▶ **Document extract**
• • •
- Sinhala: පිටසක්වල අභිරහස
- Directed by: Nirmal Rajapakse
- Written by: Nirmal Rajapakse
- Produced by: Nirmal Rajapakse NFC Films
- Starring: Lasantha Kamalsiri Shamila Vijini Vimukthi Udara
- Cinematography: Nirmal Rajapakse
- Edited by: Nirmal Rajapakse
- Music by: Kaushal Stanley Sudesh Nissanka
- Production company: Sarasavi Studio
- Distributed by: CEL Theatres
- Release date: 2011;
- Running time: 108 minutes
- Country: Sri Lanka
- Language: Sinhala

= Pitasakwala Abirahasa =

Pitasakwala Abirahasa (පිටසක්වල අභිරහස) is a 2011 Sri Lankan Sinhala thriller fantasy & Science fiction film directed by debutant director Nirmal Rajapakse and produced by Nirmal Rajapakse himself along with NFC Films. It stars almost all newcomers in to cinema, including Lasantha Kamalsiri, Shamila Vijini in lead roles along with Vimukthi Udara and Maduri Poornima. Music and special sounds effects co-composed by Kaushal Stanley and Sudesh Nissanka. It is the 1152nd Sri Lankan film in the Sinhala cinema.
• • •
▶ **Task 1**
Answer these questions about the film entry.
(a) What is the running time of the film?
(b) Which production company is listed?
(c) What number Sri Lankan film in Sinhala cinema is it?
▶ **Task 2**
Convert the lines of the records from the line with "[locate] pink flower" to the last line of the records into a Markdown table with the columns Row and Line. Leave out blank lines.
The film entry and the records are separate, unrelated material.
• • •
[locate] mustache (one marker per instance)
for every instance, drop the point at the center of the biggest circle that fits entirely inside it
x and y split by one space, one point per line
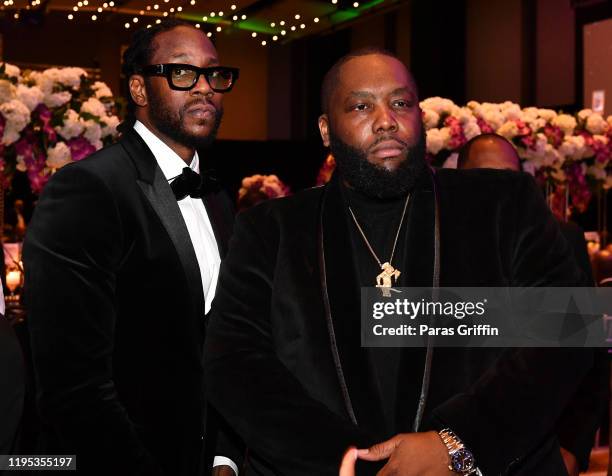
386 138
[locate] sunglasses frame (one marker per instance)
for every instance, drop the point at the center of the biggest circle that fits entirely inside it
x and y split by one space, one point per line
166 71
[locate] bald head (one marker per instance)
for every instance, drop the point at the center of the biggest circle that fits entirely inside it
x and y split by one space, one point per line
489 151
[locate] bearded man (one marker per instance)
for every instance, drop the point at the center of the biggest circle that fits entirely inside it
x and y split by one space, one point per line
283 359
122 258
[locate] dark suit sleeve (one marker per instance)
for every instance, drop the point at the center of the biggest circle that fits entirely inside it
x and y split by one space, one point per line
71 253
514 407
282 425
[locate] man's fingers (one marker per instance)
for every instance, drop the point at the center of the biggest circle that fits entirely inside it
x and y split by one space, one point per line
347 468
380 451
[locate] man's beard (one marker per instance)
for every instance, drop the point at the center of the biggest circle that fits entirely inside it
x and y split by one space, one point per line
375 181
173 126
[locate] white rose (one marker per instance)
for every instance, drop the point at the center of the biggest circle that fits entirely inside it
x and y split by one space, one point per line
94 107
30 96
72 127
596 124
101 90
17 117
93 132
110 126
8 91
509 130
58 156
547 114
566 123
57 99
471 129
430 118
437 139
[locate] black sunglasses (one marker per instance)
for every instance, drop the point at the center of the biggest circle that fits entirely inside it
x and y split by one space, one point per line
184 77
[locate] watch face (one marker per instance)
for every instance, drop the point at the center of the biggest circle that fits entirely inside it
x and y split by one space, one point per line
462 461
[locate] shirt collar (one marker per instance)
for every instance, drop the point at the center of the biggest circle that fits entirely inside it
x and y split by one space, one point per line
168 160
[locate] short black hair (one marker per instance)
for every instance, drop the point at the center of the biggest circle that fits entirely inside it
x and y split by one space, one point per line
464 152
139 54
330 80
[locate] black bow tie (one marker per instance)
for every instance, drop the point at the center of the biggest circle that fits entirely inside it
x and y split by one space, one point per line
192 184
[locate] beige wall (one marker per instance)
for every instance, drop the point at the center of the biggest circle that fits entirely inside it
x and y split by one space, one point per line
493 50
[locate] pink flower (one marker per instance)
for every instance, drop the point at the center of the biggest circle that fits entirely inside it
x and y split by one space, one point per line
80 148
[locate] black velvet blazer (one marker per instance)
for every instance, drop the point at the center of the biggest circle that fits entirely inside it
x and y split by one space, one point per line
116 314
299 405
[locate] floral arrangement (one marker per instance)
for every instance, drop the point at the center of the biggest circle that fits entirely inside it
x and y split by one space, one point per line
49 119
566 152
258 188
• • •
▶ **Task solution 1**
(a) 108 minutes
(b) Sarasavi Studio
(c) The 1152nd

▶ **Task solution 2**
| Row | Line |
|---|---|
| 1 | [locate] pink flower (one marker per instance) |
| 2 | for every instance, drop the point at the center of the biggest circle that fits entirely inside it |
| 3 | x and y split by one space, one point per line |
| 4 | 80 148 |
| 5 | [locate] black velvet blazer (one marker per instance) |
| 6 | for every instance, drop the point at the center of the biggest circle that fits entirely inside it |
| 7 | x and y split by one space, one point per line |
| 8 | 116 314 |
| 9 | 299 405 |
| 10 | [locate] floral arrangement (one marker per instance) |
| 11 | for every instance, drop the point at the center of the biggest circle that fits entirely inside it |
| 12 | x and y split by one space, one point per line |
| 13 | 49 119 |
| 14 | 566 152 |
| 15 | 258 188 |